## SHORT PROBLEM:
Extract every item below verbatim, line for line, keeping the original order.

## PROVIDED DATA:
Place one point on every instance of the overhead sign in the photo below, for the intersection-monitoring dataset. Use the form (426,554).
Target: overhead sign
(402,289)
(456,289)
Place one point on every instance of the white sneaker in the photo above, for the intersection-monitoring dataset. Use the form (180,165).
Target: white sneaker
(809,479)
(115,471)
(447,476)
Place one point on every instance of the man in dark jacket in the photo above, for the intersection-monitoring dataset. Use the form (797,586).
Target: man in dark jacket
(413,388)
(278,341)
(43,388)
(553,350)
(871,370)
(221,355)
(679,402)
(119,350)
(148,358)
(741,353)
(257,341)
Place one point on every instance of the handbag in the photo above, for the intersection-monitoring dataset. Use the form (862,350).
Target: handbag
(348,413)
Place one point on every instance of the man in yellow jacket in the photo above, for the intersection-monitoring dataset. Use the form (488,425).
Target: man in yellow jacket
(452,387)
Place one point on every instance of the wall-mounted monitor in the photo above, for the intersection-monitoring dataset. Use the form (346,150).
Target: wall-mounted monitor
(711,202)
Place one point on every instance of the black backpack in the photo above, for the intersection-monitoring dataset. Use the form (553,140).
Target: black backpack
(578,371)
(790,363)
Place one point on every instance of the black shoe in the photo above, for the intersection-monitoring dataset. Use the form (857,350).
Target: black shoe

## RESPONSE TO THE TASK:
Place one point on every instance of the overhead sign in the photo below, for the intersection-monitoring dataset. Use the form (426,554).
Target: overhead sign
(402,289)
(456,289)
Place one point on every instance of the white sneaker in the photo above, for the intersection-monitoring dataset. Use the form (180,165).
Target: white sneaker
(809,479)
(115,471)
(447,476)
Place one point on every instance of the man in dark jacket in the photo above, for the intersection-monitoring dataset. Use the form (797,586).
Target: man in dark jacket
(413,388)
(278,341)
(43,388)
(553,350)
(871,370)
(221,355)
(679,402)
(119,350)
(148,358)
(741,353)
(257,341)
Place one point on every instance of the handbag in the photo above, for the intersection-monitoring dataset. Use the form (862,350).
Target: handbag
(348,413)
Place one point on every instance of the man in yellow jacket in the photo above, for the intersection-monitoring dataset. Use the form (488,425).
Target: man in yellow jacket
(452,387)
Place one point on every instance of the wall-mounted monitor in the photo above, for the intersection-monitoring dataset. Use the form (346,150).
Target: wall-mounted monitor
(711,202)
Place one point on every instance of the black backpack in the photo above, for the intersection-monitoring dataset. Use the form (553,140).
Target: black backpack
(578,371)
(790,363)
Place one point on every instance of the black shoe in the photo above, for the intersection-monitoring dataset. Use the form (857,350).
Target: black shoe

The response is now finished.